[BEGIN Extract]

1. | Purchase Price US$ 76,000,000 (Seventy six million United States Dollars) | |
2. | Deposit |
As security for the correct fulfilment of this Agreement the Buyers shall pay a deposit of 10%
(ten per cent) of the Purchase Price into an interest bearing joint account within three (3)
New York
banking days from the date of this
Agreement signed by both parties via fax/email and all subjects are lifted. This deposit
shall be placed with the Sellers
nominated bank in London or Monaco or Switzerland
and held
by them in a joint account for the Sellers and the Buyers, to be released In
accordance with joint written instructions of the Sellers and the
Buyers. Interest, if any, to be credited to
the Buyers. Any fee charged for holding the said deposit shall be borne equally by the Sellers and the
Buyers.

[END Extract]

**Set of tasks**
**a)** Return the agreement extract from "1. | Purchase" to "within three (3)".
**b)** In the agreement extract, what percentage of the Purchase Price must the Buyers pay as a deposit?
**c)** Extend the agreement extract with the text that follows its final sentence.

[BEGIN Data provided]

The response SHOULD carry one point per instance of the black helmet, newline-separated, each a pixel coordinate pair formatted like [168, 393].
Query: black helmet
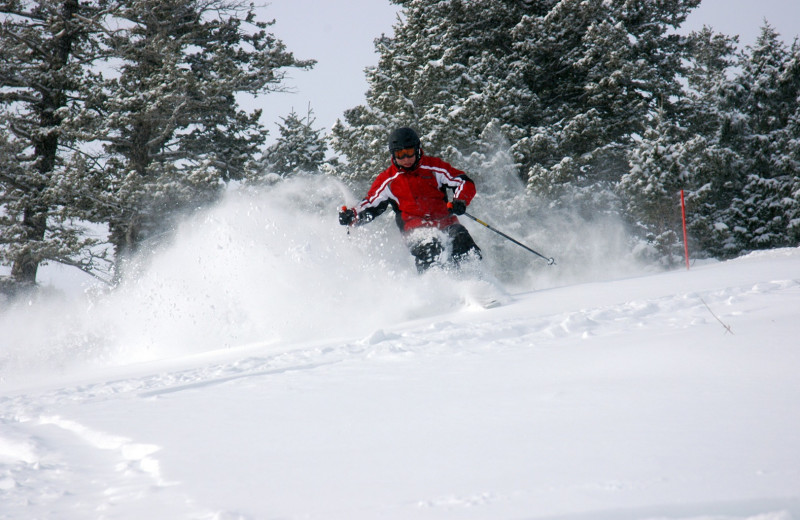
[401, 138]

[END Data provided]

**Results in order**
**a)**
1. | Purchase Price US$ 76,000,000 (Seventy six million United States Dollars) | |
2. | Deposit |
As security for the correct fulfilment of this Agreement the Buyers shall pay a deposit of 10%
(ten per cent) of the Purchase Price into an interest bearing joint account within three (3)

**b)** 10% (ten per cent).

**c)**
3. | Payment |
The balance of the Purchase Price shall be positioned by the Buyers or their Bankers in a
suspense account with a Bank nominated by the Sellers in London or Monaco or Switzerland (non
Eurozone) no later than three (3) New York banking days prior to the “Delivery Date” as defined in
the Shipbuilding Contract. At the time of remittance of the said funds to the said suspense
account the Buyers or their bankers shall advise the Sellers bankers (via an MT199 message or
otherwise) of the names of the persons authorised to release the relevant funds to the Sellers at
the time of delivery. Any excess amount remaining in the said suspense account after payment of the
Purchase Price for the Vessel and any additional amounts shall be remitted back to the Buyers.
On delivery of the Vessel from the Sellers to the Buyers and execution by the Sellers and the
Buyers of a Protocol of Delivery and Acceptance, the Buyers shall pay to the Sellers the Deposit
less all interest accrued thereon, together with the balance of the purchase price plus any
additional amounts payable for bunkers and lubricating oils on board the Vessel at the time of
delivery.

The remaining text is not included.